Task prompt:
Repeat every one of the records below word for word, keeping the lines in the same order.

Provided entries:
....

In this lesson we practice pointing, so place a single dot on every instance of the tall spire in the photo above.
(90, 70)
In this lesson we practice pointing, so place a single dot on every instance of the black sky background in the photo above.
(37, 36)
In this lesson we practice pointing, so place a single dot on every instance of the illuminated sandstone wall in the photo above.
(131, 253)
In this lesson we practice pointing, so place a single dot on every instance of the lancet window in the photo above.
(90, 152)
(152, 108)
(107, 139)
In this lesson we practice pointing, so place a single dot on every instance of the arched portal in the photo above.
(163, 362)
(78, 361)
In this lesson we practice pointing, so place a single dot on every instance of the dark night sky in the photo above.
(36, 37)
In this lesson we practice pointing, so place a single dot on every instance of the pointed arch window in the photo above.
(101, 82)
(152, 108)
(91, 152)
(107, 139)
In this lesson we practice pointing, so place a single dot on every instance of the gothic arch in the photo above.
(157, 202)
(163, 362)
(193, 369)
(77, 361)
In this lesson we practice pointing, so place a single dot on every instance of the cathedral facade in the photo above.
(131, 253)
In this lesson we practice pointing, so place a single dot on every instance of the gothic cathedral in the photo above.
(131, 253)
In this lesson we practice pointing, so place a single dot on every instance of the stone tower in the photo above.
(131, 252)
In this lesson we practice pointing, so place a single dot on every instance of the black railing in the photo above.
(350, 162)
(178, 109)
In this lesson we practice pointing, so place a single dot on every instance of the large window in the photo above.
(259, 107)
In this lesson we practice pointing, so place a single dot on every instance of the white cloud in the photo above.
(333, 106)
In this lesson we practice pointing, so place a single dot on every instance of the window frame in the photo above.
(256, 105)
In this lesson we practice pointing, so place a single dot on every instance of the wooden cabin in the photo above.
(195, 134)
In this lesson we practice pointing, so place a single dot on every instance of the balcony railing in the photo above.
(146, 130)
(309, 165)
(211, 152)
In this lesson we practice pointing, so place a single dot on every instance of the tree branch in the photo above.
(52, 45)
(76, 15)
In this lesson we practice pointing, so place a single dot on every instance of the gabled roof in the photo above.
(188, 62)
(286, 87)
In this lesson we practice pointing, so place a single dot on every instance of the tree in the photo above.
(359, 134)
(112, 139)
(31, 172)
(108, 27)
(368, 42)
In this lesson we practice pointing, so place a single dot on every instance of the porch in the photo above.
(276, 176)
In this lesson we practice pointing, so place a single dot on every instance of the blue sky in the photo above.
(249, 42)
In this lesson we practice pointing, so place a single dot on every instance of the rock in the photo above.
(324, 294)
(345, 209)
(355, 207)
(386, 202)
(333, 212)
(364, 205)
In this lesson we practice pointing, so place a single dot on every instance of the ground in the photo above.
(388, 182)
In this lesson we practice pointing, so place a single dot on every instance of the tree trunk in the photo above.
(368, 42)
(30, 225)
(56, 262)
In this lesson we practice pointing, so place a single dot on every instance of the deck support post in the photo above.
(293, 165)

....

Task output:
In this lesson we practice pointing, so place a single dot on every instance of the tall spire in the photo above.
(90, 70)
In this lesson we practice pointing, so place a single dot on every instance of the black sky background in the photo above.
(37, 36)
In this lesson we practice pointing, so place a single dot on every instance of the illuminated sandstone wall in the photo above.
(131, 253)
In this lesson we practice pointing, so place a single dot on every instance of the lancet window in the photo above.
(90, 152)
(152, 108)
(107, 139)
In this lesson we practice pointing, so place a single dot on every instance of the arched portal in the photo above.
(163, 362)
(78, 361)
In this lesson we practice pointing, so place a single dot on every instance of the dark night sky in the photo above.
(36, 37)
In this lesson we practice pointing, so place a single dot on every instance of the pointed arch window in the photo above.
(101, 82)
(152, 108)
(91, 152)
(107, 139)
In this lesson we practice pointing, so place a single dot on every instance of the gothic arch in the photo above.
(157, 202)
(163, 362)
(193, 369)
(77, 361)
In this lesson we practice pointing, so place a single dot on every instance of the cathedral facade in the photo above.
(131, 253)
In this lesson we practice pointing, so place a single dot on every instance of the gothic cathedral in the photo above.
(131, 253)
In this lesson we practice pointing, so place a single dot on every instance of the stone tower in the photo above.
(131, 252)
In this lesson we practice pointing, so place a single dot on every instance of the black railing in the photo above.
(350, 162)
(178, 109)
In this lesson we practice pointing, so place a single dot on every instance of the large window in the photo above.
(259, 107)
In this lesson we practice pointing, so place a single dot on every instance of the white cloud in the photo above.
(333, 106)
In this lesson we practice pointing, so place a single dot on every instance of the window frame in the photo above.
(256, 105)
In this lesson we practice pointing, so place a single dot on every instance of the wooden cabin in the photo above.
(195, 134)
In this lesson we practice pointing, so place a single dot on every instance of the balcony railing in the photo above.
(146, 130)
(309, 165)
(211, 152)
In this lesson we practice pointing, so place a single dot on every instance of the tree branch in the photo above.
(52, 45)
(76, 15)
In this lesson we practice pointing, so place a single dot on every instance of the gabled roof in the photo above.
(188, 62)
(286, 87)
In this lesson we practice pointing, so place a single dot on every instance of the tree in the photo above.
(359, 134)
(112, 139)
(31, 172)
(108, 27)
(368, 42)
In this lesson we practice pointing, so place a single dot on every instance of the porch in the photo above.
(276, 176)
In this lesson we practice pointing, so place a single dot on every instance of the blue sky in the photo above.
(249, 42)
In this lesson we practice pointing, so place a single dot on every instance of the rock in the photo above.
(324, 294)
(345, 209)
(355, 207)
(386, 202)
(333, 212)
(364, 205)
In this lesson we practice pointing, so place a single dot on every instance of the ground in the photo above.
(388, 182)
In this lesson we practice pointing, so place a single dot on every instance of the tree trunk in the photo above.
(368, 42)
(30, 225)
(56, 262)
In this lesson we practice pointing, so place a single dot on every instance of the deck support post in the photo above.
(293, 165)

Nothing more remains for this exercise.